• **Podany tekst**
--*--
Wiele gmin i występujących w ich imieniu przedsiębiorstw wodno-kanalizacyjnych opowiada się za podwyższeniem opłaty za wodę i odprowadzanie ścieków.  Jest to bardzo niepokojące nie tylko ze względów gospodarczych, ale też zdrowotnych. Teraz, gdy szaleje pandemia, dostęp do wody jest podstawową wartością. Nie należy zatem podwyższać cen wody w tak trudnym dla wszystkich czasie.

Rolnicy są zaniepokojeni sytuacją, ponieważ prowadzenie gospodarstwa wiąże się z bardzo dużym zużyciem wody.  Gospodarze drżą w obawie przed dużymi wzrostami cen! Boją się, że nie będzie ich stać na opłacenie rachunków za wodę, a zapotrzebowanie przecież nie zmniejszy się wraz ze wzrostem ceny. 

Przemysław Daca, prezes PGW Wody Polskie, postanowił zareagować w tej sprawie, ponieważ wiele propozycji, które zostały nadesłane, wiąże się z podwyższeniem opłat za wodę.
--*--
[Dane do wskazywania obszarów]
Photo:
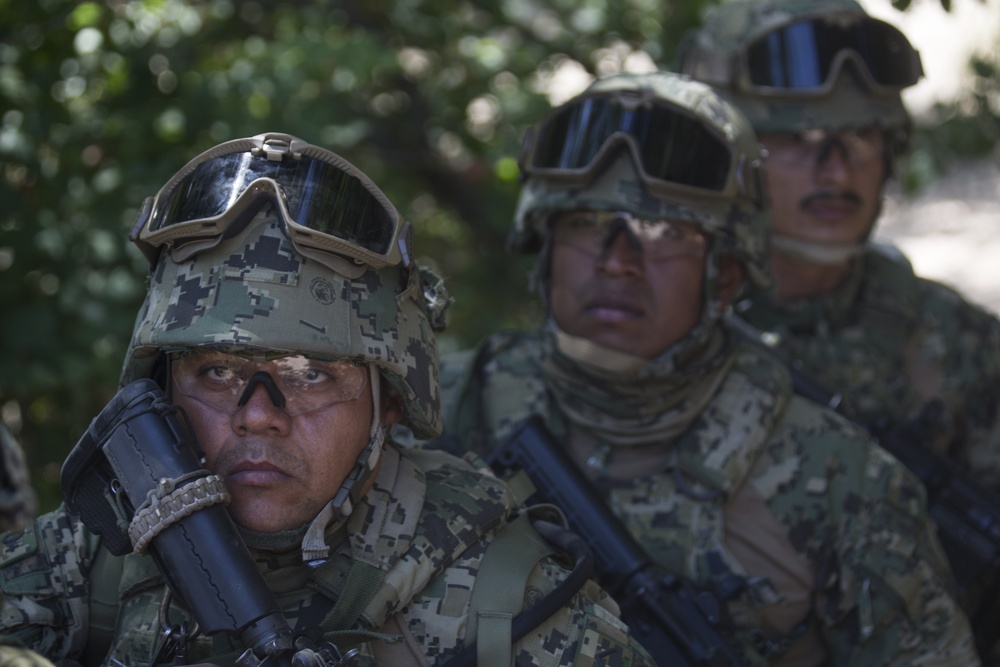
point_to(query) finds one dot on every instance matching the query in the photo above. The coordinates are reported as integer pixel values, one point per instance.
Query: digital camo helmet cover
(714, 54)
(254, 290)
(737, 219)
--*--
• **Zadania i ćwiczenia**
a - Powtórz dosłownie fragment tekstu o opłatach za wodę, zaczynając od słów „Wiele gmin i” i ciągnąc aż do słów „dla wszystkich czasie.”.
b - Dopisz dalszy ciąg tekstu o opłatach za wodę, zaczynając od miejsca, w którym się kończy.
Wiersze nie mają żadnego związku z tekstem o opłatach za wodę.

• **Odpowiedzi do zadań**
a -
Wiele gmin i występujących w ich imieniu przedsiębiorstw wodno-kanalizacyjnych opowiada się za podwyższeniem opłaty za wodę i odprowadzanie ścieków.  Jest to bardzo niepokojące nie tylko ze względów gospodarczych, ale też zdrowotnych. Teraz, gdy szaleje pandemia, dostęp do wody jest podstawową wartością. Nie należy zatem podwyższać cen wody w tak trudnym dla wszystkich czasie.

b -
Trwają prace gmin i przedsiębiorstw wodno-kanalizacyjnych  odnośnie do stawek opłat za wodę i ścieków, jakie trzeba będzie uiszczać przez najbliższe 3 lata. Propozycje nowych cen wpływają zgodnie z prawem do Państwowego Gospodarstwa Wodnego Wody Polskie, gdzie będą dokładnie przeanalizowane.

- Wody Polskie, jako regulator, mają za zadanie sprawdzić, czy proponowane przez samorządy taryfy są racjonalne i rzeczywiście dotyczą kosztów dostarczania wody i odprowadzania ścieków. Do chwili obecnej wpłynęło ponad 1500 wniosków, co stanowi 64 proc. wszystkich z ponad 2,6 tys., które mają zostać złożone. Z przykrością stwierdzam, że 94 proc. propozycji zakłada podwyżki opłat za wodę i ścieki - poinformował Przemysław Daca, prezes PGW Wody Polskie.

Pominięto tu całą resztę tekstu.